▸ Problem to work on: Reproduce each of the records below word for word, keeping every line intact.

— start of Stored data —

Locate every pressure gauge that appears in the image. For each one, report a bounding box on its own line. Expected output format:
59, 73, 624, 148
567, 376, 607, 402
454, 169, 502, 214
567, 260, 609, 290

— end of Stored data —

▸ Written reply:
Locate every pressure gauge that appears in the image. For each one, report a bounding box on its own line. Expected output format:
59, 73, 624, 148
567, 376, 607, 402
454, 169, 502, 214
567, 260, 609, 290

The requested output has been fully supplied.